Source records:
************
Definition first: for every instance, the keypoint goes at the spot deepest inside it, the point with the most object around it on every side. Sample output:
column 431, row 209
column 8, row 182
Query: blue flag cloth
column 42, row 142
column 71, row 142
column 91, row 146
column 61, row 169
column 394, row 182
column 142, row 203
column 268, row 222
************
- GIVEN INSTRUCTION:
Copy the data from its first line through the line containing "column 142, row 203", keeping every line unchanged.

- OUTPUT BELOW:
Definition first: for every instance, the keypoint goes at the spot deepest inside it, the point with the most object around it on every side. Sample output:
column 431, row 209
column 8, row 182
Query: blue flag cloth
column 42, row 142
column 71, row 142
column 91, row 146
column 61, row 169
column 394, row 182
column 142, row 203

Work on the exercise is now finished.